[WHAT THE TASK ASKS] The entries are to be returned exactly, with images left out.

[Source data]
───

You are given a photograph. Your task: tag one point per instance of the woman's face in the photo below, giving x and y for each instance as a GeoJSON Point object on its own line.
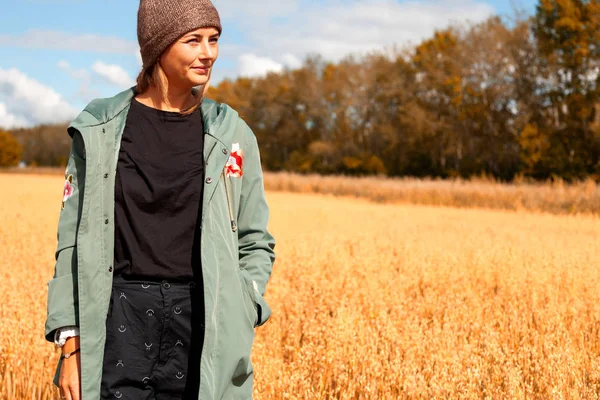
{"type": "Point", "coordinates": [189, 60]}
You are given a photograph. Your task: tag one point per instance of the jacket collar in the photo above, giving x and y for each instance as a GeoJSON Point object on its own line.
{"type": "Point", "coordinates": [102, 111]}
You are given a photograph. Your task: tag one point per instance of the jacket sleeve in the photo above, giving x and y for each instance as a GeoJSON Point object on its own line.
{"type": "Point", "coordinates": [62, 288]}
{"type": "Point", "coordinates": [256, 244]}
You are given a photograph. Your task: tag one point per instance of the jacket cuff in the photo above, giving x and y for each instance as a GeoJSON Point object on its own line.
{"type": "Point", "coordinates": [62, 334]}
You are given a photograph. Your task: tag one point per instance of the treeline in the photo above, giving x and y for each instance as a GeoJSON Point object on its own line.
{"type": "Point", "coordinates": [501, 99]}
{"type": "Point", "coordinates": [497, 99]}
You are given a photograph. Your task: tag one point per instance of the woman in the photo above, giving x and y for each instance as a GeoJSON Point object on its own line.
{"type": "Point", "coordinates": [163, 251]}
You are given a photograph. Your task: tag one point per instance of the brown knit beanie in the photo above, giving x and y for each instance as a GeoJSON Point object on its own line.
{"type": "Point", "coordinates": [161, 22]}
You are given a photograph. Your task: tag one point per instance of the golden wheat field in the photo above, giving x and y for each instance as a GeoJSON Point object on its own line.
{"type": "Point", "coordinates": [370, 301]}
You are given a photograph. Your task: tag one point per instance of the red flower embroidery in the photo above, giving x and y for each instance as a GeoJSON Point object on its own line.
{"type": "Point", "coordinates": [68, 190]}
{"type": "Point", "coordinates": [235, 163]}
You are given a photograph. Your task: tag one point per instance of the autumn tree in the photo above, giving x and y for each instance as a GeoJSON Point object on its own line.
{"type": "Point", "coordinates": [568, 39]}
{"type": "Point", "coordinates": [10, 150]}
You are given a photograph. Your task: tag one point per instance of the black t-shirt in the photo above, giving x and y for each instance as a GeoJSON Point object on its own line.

───

[EXPECTED ANSWER]
You are given a photograph. Your task: tag one point per instance of the woman's face in the photo below, giving x and y for each instance as a GeoJSON Point object on its own line.
{"type": "Point", "coordinates": [189, 60]}
You are given a photograph. Your task: tag one point per instance of the jacket collar in the photo above, giving x and y for each instance as a GeoJSON Point object on its own line.
{"type": "Point", "coordinates": [102, 111]}
You are given a photograph. Your task: tag one point per instance of the jacket sleeve in the photo above, giving x and y for each instance as a GeoJSON Point object on its own line.
{"type": "Point", "coordinates": [62, 288]}
{"type": "Point", "coordinates": [256, 244]}
You are given a photograph. Your task: tag one point per instance of the jacket cuff in the photo above, giving x and y for each instance as a GeoJSON Point object on its own line.
{"type": "Point", "coordinates": [62, 334]}
You are given a photograph. Your task: tag one point per instance of the treeline in the photo above, giving x and y for each instance as a GeoJSON Point object on its own line.
{"type": "Point", "coordinates": [501, 99]}
{"type": "Point", "coordinates": [497, 99]}
You are given a photograph. Your task: tag one point per instance of the woman in the photo above, giving x and y for each instance as a GeoJSON Point object on its own line.
{"type": "Point", "coordinates": [163, 251]}
You are given a photograph. Your task: tag one point per instance of the brown knit beanie in the photo above, giving x and y for each instance as a GeoJSON Point object on its own line.
{"type": "Point", "coordinates": [161, 22]}
You are given a photograph. Your task: tag one point per instance of the golden wheat field in the photo above, giving x and y for each instance as a GeoJSON Point object on its own line.
{"type": "Point", "coordinates": [370, 301]}
You are given a photograph. Your task: tag one point per instance of the red flower embroidery in the photo above, giving x and y for each instance as a GeoJSON Point object on its own line.
{"type": "Point", "coordinates": [68, 190]}
{"type": "Point", "coordinates": [235, 163]}
You are given a photograph. Your task: tag one point per instance of the autumn tree in the photo above, giving x and y for each instance as a GeoJSON Point object on its own line.
{"type": "Point", "coordinates": [568, 39]}
{"type": "Point", "coordinates": [10, 150]}
You are given a photograph. Your task: tag one point per instance of the black t-shirt in the photo above, giving x and y for each instance as a GeoJSON Point object on its own line.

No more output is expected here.